Quoted text:
>> BEGIN

[rabbitmq-discuss] Fwd: question on the faq

Tim Coote tim+rabbitmq.com at coote.org
Mon Jan 5 16:14:36 GMT 2009


I've now read a bit of the specs :-)
amqp defines tx classes (which are not transactional in the sense of  
XOpen's XA specification) and dtx, which are.  I don't understand, at  
the moment, what tx really means in the context of a message passing  
system, but I suspect that it's something to do with some sort of  
'transactional' model with a message server (or whatever I call the  
agent that my application interacts with that is its interface to the  
messaging system): I can send messages to the message server with  
transactional semantics, but there's no downstream semantics. I'm not  
very clear on how this is a useful piece of functionality as I cannot  
see what guarantees I get for it.

iirc, MQSeries had similar semantics about 'guaranteed delivery',  
which are not much use, either, as you still have to put in place  
checks for message receipt by the end point.

Could the two types of 'transaction'  causing some confusion?

>> END

Material supplied:

>> BEGIN

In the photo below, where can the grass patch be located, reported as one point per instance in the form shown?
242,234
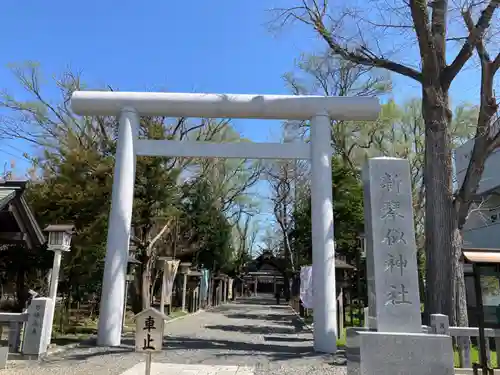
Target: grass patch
73,327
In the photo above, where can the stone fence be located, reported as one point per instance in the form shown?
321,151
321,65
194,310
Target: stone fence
462,338
15,323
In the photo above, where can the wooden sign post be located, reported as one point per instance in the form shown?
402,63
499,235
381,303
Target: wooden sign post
149,327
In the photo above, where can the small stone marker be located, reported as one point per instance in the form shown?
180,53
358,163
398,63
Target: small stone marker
394,300
36,329
149,326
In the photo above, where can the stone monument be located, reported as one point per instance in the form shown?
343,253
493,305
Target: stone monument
36,330
393,343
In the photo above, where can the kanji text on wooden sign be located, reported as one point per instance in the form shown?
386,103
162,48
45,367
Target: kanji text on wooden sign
149,325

>> END

Written problem 1:
Answer these questions about the mailing-list post:
(a) Who sent it?
(b) Which AMQP class does it describe as transactional in the sense of XOpen's XA specification?
(c) Which product does the writer recall as having similar semantics about 'guaranteed delivery'?
Written problem 2: Reproduce the mailing-list post word for word from "I've now read" to "get for it.".
The listing has no connection to the mailing-list post.

Result 1:
(a) Tim Coote
(b) dtx
(c) MQSeries

Result 2:
I've now read a bit of the specs :-)
amqp defines tx classes (which are not transactional in the sense of  
XOpen's XA specification) and dtx, which are.  I don't understand, at  
the moment, what tx really means in the context of a message passing  
system, but I suspect that it's something to do with some sort of  
'transactional' model with a message server (or whatever I call the  
agent that my application interacts with that is its interface to the  
messaging system): I can send messages to the message server with  
transactional semantics, but there's no downstream semantics. I'm not  
very clear on how this is a useful piece of functionality as I cannot  
see what guarantees I get for it.